— WRITTEN PROBLEM —
Give the material again from the line with "The metadata for the image above tags the cat's ear." through the end, with "Verify" swapped for "Check" and everything else unchanged. Leave out the pictures.

— MATERIAL PROVIDED —

--- Start ---

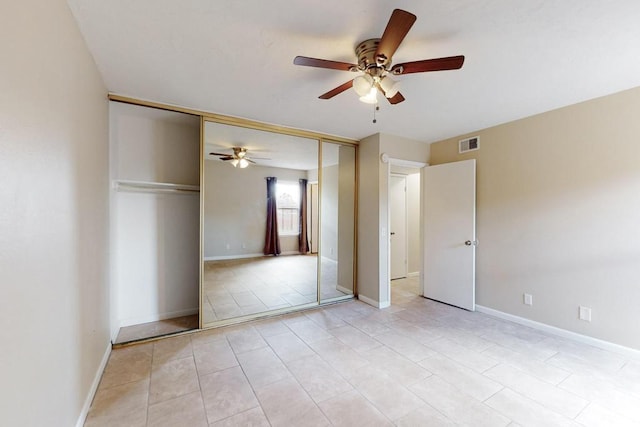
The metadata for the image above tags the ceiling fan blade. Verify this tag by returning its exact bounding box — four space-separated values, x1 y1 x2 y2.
376 9 416 64
318 80 353 99
293 56 358 71
391 55 464 75
387 92 404 105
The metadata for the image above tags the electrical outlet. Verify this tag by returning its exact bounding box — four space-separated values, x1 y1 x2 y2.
578 306 591 322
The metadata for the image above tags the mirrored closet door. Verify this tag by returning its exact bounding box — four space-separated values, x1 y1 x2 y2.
200 119 355 328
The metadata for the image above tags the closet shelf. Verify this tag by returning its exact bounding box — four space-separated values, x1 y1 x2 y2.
113 179 200 193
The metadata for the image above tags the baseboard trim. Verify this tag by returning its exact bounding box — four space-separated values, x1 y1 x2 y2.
203 253 265 261
336 285 353 295
120 307 200 328
358 295 391 308
76 342 111 427
476 304 640 360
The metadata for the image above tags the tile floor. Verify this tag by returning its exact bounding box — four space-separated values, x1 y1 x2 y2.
85 279 640 426
202 255 346 324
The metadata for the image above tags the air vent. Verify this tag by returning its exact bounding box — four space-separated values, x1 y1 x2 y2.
458 136 480 153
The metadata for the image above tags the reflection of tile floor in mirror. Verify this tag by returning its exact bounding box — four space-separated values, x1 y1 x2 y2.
202 255 346 323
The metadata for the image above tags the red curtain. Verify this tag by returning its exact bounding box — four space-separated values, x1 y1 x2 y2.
298 179 309 254
264 176 280 256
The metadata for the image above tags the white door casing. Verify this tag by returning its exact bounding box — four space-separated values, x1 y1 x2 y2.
389 175 407 280
423 159 477 311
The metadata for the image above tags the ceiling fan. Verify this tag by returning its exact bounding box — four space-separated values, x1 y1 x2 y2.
209 147 271 169
293 9 464 104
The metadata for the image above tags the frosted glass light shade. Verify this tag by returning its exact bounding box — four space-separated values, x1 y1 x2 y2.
352 74 373 96
380 77 399 98
360 87 378 104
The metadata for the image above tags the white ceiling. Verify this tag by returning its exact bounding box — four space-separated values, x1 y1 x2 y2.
68 0 640 142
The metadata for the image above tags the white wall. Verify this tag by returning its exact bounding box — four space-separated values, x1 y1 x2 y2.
110 102 200 335
320 164 339 261
203 160 307 260
0 0 110 426
431 88 640 349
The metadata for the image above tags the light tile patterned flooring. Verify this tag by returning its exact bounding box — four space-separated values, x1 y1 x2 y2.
202 255 346 324
85 279 640 426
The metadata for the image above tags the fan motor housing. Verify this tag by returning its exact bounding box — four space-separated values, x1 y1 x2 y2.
356 39 391 71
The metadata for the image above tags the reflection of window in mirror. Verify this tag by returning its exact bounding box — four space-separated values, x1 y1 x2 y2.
276 181 300 236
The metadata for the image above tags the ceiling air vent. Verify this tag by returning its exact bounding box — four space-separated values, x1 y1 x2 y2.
458 136 480 153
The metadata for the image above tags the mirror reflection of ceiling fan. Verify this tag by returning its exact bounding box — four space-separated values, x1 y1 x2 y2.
209 147 271 169
293 9 464 104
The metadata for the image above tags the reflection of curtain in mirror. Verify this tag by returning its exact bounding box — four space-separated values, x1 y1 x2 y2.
298 179 309 254
264 176 280 255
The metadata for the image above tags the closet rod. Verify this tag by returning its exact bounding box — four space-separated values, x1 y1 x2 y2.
113 180 200 194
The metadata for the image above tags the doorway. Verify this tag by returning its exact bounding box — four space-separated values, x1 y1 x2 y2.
388 159 425 304
389 173 408 280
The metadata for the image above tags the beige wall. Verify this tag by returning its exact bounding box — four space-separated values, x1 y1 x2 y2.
109 102 200 330
0 0 109 426
431 88 640 349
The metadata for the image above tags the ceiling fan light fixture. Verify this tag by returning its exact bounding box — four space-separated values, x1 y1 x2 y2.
360 87 378 104
380 76 400 98
353 74 373 96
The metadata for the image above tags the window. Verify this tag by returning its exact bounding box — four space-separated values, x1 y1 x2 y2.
276 182 300 236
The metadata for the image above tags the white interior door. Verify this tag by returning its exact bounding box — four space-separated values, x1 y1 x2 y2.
389 175 407 280
423 159 476 311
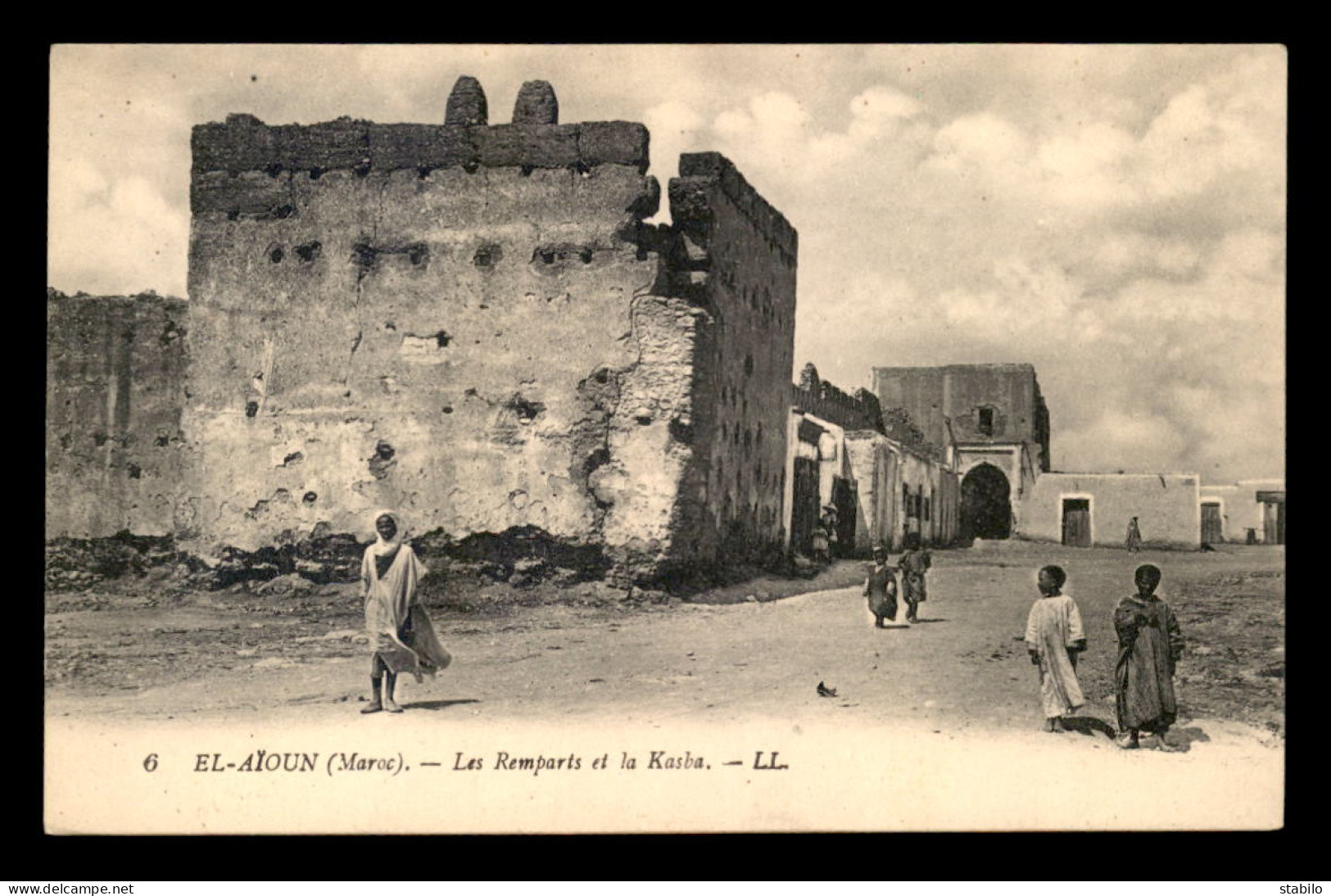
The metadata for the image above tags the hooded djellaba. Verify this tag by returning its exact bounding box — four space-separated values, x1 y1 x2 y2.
360 510 453 713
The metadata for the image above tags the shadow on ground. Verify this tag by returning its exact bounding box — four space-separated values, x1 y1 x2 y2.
402 699 481 711
1063 717 1116 740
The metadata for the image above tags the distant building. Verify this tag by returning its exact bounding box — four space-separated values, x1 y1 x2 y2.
1201 479 1284 545
873 364 1049 538
1017 473 1201 550
784 364 958 555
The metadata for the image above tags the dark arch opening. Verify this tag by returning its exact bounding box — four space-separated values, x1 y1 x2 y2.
961 464 1012 539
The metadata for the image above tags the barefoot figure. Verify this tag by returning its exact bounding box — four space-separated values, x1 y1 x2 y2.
1124 517 1142 554
1114 563 1184 752
360 510 453 713
1026 566 1086 731
864 545 897 628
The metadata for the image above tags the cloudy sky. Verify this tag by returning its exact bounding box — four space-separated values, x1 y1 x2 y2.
48 45 1287 482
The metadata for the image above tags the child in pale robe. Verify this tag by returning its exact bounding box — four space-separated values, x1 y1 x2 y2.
1026 566 1086 732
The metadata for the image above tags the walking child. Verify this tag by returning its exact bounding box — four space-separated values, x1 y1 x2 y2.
864 545 897 628
901 532 933 622
1026 566 1086 732
1114 563 1184 752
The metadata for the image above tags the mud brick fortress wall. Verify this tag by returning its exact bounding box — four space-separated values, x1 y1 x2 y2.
177 79 796 579
669 146 799 562
45 290 188 538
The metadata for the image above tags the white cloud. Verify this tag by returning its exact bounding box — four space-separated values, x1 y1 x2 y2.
48 45 1287 478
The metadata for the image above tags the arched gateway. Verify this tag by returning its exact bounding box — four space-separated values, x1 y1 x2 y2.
961 464 1012 538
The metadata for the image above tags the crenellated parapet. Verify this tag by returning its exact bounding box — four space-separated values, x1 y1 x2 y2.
882 407 943 457
190 76 648 217
669 152 800 266
790 364 884 432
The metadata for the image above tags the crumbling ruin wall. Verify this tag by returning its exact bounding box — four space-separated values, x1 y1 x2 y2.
185 79 699 575
790 364 882 432
45 290 187 539
669 153 799 563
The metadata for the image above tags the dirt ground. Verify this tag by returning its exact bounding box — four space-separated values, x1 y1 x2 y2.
47 542 1284 830
47 542 1284 736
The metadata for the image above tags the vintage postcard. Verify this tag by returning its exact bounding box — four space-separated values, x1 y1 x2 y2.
45 44 1288 834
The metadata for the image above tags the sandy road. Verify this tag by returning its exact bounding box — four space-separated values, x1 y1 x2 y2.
48 540 1283 830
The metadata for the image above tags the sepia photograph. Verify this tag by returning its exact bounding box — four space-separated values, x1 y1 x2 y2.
44 44 1288 835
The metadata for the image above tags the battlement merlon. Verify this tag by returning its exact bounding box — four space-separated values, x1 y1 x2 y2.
669 152 800 264
190 115 648 205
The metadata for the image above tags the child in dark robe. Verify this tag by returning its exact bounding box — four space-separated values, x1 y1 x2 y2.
1114 563 1184 752
864 545 897 628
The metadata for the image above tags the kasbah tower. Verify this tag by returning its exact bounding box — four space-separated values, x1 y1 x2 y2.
176 77 797 581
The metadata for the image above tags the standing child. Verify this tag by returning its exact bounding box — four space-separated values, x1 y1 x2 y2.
1026 566 1086 732
360 510 453 713
1114 563 1184 752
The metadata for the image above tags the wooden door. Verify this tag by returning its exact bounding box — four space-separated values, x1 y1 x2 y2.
1202 505 1225 545
790 458 822 554
832 477 858 556
1063 498 1090 547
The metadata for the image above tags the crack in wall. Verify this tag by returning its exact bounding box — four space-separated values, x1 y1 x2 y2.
342 179 389 386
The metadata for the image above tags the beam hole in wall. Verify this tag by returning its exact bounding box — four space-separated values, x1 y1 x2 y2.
583 447 609 477
370 439 396 479
351 242 379 272
505 394 546 425
669 417 694 445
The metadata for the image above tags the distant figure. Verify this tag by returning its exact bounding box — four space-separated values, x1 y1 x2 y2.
1026 566 1086 732
813 519 828 563
1114 563 1184 752
1124 517 1142 554
864 545 897 628
360 510 453 713
901 534 933 622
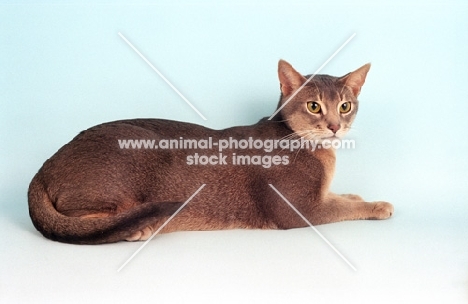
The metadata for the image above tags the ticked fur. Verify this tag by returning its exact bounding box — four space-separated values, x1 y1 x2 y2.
28 60 393 244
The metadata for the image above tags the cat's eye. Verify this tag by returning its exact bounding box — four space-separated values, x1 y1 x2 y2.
307 101 321 114
340 101 351 114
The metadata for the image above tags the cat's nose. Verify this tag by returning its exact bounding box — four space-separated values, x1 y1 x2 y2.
327 124 341 133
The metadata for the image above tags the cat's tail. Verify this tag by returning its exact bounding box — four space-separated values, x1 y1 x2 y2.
28 174 183 244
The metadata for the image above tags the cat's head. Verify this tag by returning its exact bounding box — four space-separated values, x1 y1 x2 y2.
278 60 370 140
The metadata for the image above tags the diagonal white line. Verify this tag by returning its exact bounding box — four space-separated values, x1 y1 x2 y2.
268 184 357 271
117 184 206 272
119 32 206 120
268 33 356 120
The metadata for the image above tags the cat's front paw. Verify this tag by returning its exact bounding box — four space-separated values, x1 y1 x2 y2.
369 202 393 220
125 227 153 242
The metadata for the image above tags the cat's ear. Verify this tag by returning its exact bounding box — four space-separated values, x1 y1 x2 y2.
278 59 307 96
340 63 370 97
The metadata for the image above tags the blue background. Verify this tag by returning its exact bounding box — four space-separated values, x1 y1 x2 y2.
0 1 468 303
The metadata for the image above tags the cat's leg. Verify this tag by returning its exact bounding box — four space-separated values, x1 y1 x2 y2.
311 193 393 225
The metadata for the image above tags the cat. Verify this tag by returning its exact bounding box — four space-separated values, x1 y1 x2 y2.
28 60 393 244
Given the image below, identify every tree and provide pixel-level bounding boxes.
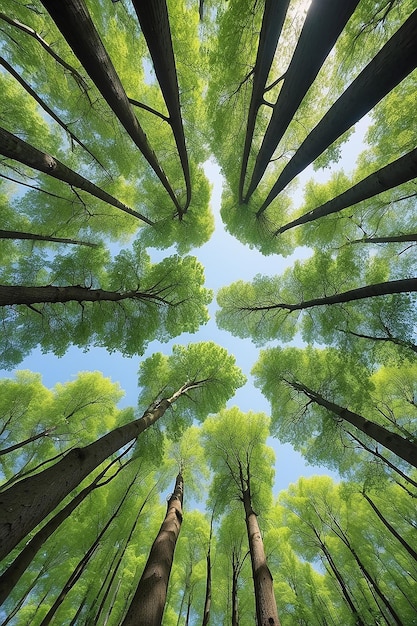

--- End ---

— ANSWER BELOW —
The metadata for the image above tags the cat's ear. Check this tag by returning its exact bounding box — four space-separated values, x1 y1 x2 y2.
278 59 307 96
340 63 370 97
The metadata for the image above tags the blue background. Check this tag by returning its exact bounding box — four space-separated values, x1 y1 x2 y2.
0 1 468 303
The metadata for the image above tags the cat's leg. Check this tag by returning its exact bounding box — four space-separated values, x1 y1 x2 y2.
311 193 393 225
The metadata for the image above tags the cat. Check this tag by returning its exact bounding box — four space-separated values, x1 y1 x2 y2.
28 60 393 244
Given the image below, identify every tree and provide pixel-level bounding boxes.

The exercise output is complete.